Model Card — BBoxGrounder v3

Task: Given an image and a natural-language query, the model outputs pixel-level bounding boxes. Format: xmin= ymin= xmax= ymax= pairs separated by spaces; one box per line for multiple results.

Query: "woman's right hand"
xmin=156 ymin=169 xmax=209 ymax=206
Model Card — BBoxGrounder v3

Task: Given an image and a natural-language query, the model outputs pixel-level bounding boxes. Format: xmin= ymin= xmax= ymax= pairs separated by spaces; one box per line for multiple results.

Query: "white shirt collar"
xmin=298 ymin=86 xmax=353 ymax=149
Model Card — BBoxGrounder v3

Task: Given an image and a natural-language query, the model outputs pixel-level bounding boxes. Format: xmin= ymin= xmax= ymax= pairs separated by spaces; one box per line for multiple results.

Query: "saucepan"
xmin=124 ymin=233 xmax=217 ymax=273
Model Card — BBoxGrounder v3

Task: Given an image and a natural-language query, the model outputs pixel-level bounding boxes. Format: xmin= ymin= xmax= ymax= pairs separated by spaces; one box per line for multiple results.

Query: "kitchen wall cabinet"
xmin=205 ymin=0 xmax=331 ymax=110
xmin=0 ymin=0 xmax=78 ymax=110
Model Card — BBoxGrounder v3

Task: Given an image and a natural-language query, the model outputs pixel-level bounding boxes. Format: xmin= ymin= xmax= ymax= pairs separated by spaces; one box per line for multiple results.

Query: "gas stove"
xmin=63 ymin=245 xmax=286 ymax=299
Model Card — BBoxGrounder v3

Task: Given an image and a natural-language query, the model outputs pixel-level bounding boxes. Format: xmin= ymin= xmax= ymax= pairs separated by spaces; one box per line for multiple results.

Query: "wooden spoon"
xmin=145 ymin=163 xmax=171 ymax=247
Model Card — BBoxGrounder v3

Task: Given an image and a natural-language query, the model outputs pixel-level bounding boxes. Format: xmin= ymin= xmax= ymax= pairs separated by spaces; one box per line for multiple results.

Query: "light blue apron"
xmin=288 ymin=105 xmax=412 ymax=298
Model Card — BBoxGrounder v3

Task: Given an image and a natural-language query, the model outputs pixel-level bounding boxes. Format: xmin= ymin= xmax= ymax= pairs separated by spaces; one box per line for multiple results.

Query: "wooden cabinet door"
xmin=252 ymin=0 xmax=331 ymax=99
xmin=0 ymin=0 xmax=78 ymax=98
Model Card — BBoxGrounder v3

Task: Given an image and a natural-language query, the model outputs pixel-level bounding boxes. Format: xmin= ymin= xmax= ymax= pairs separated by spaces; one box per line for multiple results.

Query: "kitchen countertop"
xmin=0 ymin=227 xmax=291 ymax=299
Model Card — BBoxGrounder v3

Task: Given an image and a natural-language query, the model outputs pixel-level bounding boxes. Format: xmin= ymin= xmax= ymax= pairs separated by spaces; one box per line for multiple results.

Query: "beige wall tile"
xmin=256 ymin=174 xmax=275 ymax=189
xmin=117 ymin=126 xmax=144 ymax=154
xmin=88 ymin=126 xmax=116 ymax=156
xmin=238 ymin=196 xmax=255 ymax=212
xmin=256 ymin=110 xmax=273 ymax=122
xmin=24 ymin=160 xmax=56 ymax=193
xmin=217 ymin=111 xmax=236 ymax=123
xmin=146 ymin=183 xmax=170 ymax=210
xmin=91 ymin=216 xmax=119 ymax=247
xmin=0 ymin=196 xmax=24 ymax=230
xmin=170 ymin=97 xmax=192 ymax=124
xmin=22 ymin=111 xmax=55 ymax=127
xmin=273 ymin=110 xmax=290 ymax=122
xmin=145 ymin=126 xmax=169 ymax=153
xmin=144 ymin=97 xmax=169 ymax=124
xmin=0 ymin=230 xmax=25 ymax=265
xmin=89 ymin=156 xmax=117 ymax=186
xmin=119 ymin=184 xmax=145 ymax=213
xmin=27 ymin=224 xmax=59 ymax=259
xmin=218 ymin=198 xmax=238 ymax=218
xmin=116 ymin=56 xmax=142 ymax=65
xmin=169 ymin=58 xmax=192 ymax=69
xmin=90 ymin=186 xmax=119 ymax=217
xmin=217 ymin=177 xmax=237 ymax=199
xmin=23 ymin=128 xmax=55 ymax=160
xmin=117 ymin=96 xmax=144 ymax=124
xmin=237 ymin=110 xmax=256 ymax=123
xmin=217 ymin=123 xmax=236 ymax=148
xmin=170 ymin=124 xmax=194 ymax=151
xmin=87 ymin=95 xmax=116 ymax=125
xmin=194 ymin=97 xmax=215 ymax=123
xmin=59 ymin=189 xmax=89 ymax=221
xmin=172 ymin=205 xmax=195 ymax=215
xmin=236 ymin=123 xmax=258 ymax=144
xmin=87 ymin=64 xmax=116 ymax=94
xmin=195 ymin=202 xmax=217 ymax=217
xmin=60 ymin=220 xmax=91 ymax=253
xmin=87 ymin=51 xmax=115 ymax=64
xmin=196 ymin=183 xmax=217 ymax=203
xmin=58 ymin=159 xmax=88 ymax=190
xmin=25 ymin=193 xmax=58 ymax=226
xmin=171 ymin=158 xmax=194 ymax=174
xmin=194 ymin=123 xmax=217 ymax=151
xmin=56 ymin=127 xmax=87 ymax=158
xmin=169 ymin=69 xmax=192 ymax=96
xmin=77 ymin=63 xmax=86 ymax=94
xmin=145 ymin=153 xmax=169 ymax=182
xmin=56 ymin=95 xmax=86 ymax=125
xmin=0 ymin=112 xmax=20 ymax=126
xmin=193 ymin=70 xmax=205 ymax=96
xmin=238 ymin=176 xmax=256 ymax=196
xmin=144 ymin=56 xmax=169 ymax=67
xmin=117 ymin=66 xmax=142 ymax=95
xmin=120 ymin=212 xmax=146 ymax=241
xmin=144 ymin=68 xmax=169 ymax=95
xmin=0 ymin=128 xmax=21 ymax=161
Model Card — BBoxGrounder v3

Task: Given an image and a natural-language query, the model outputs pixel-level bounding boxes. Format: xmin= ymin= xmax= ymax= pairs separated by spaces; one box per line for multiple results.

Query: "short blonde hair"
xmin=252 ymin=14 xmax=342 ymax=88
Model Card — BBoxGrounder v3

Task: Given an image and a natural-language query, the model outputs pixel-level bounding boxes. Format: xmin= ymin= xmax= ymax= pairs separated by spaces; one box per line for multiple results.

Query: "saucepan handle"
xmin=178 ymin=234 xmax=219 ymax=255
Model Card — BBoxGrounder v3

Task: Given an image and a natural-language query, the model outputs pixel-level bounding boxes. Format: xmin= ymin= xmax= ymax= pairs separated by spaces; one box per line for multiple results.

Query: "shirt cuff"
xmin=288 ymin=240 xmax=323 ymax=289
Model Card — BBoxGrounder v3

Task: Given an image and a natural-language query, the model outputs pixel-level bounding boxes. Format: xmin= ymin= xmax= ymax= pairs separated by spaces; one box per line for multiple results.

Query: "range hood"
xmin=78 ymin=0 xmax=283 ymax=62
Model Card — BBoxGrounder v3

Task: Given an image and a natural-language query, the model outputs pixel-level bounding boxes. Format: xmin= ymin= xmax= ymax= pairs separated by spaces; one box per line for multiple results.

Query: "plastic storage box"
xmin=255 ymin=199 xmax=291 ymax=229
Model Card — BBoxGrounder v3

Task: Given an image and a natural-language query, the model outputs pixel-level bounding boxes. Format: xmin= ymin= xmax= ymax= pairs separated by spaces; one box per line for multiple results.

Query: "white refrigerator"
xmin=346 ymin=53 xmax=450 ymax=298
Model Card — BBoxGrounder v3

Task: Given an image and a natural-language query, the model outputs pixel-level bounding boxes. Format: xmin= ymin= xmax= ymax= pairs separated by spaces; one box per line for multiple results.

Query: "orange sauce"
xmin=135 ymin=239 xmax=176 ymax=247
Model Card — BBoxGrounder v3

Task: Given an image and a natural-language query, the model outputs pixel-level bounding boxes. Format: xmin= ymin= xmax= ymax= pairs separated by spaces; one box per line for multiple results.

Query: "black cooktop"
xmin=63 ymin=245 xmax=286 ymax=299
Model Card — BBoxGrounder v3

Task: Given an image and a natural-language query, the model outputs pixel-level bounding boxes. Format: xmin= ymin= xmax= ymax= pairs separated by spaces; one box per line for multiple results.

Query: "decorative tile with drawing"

====

* WHAT YOU WILL DO: Rewrite the stretch of entries from the start through the line containing "xmin=0 ymin=0 xmax=78 ymax=98", changing "saucepan" to "cooking pot" and leaving everything else unchanged.

* COMPLETED TASK:
Model Card — BBoxGrounder v3

Task: Given an image and a natural-language query, the model outputs pixel-level bounding boxes. Format: xmin= ymin= xmax= ymax= pairs separated by spaces; one box per line for multiple results.

Query: "woman's right hand"
xmin=156 ymin=169 xmax=209 ymax=206
Model Card — BBoxGrounder v3

Task: Given an image and a natural-language query, the model outputs pixel-level bounding boxes. Format: xmin= ymin= xmax= ymax= pairs separated by spaces; one box per line for multiple results.

Query: "white shirt collar"
xmin=298 ymin=86 xmax=353 ymax=149
Model Card — BBoxGrounder v3

Task: Given an image and a natural-language query, the model outputs pixel-level bounding boxes. Format: xmin= ymin= xmax= ymax= pairs separated by spaces; one box per line for multiple results.

Query: "cooking pot"
xmin=124 ymin=233 xmax=217 ymax=273
Model Card — BBoxGrounder v3

Task: Given an image and a natural-language query, the model outputs pixel-level bounding boxes. Format: xmin= ymin= xmax= ymax= pairs separated by spaces; one box per line for multiple results.

Query: "kitchen wall cabinet"
xmin=205 ymin=0 xmax=331 ymax=110
xmin=0 ymin=0 xmax=78 ymax=110
Model Card — BBoxGrounder v3

Task: Given an image and a natural-language query, the model outputs pixel-level bounding boxes. Format: xmin= ymin= xmax= ymax= pairs separated by spaces; one box per line for multiple results.

Query: "gas stove"
xmin=63 ymin=245 xmax=286 ymax=299
Model Card — BBoxGrounder v3

Task: Given an image and a natural-language query, the model outputs pixel-level bounding boxes. Format: xmin= ymin= xmax= ymax= pairs separated by spaces; one box per line for multiple results.

Query: "wooden spoon"
xmin=145 ymin=163 xmax=171 ymax=247
Model Card — BBoxGrounder v3

Task: Given an image and a natural-language query, the model outputs pixel-level bounding boxes. Format: xmin= ymin= xmax= ymax= pairs separated by spaces; one box per line for multiple results.

Query: "light blue apron"
xmin=288 ymin=105 xmax=412 ymax=298
Model Card — BBoxGrounder v3

Task: Given an image and a natural-language query, the model outputs pixel-level bounding boxes. Format: xmin= ymin= xmax= ymax= pairs separated by spaces; one box per line for multiple results.

Query: "wooden cabinet door"
xmin=252 ymin=0 xmax=331 ymax=99
xmin=0 ymin=0 xmax=78 ymax=98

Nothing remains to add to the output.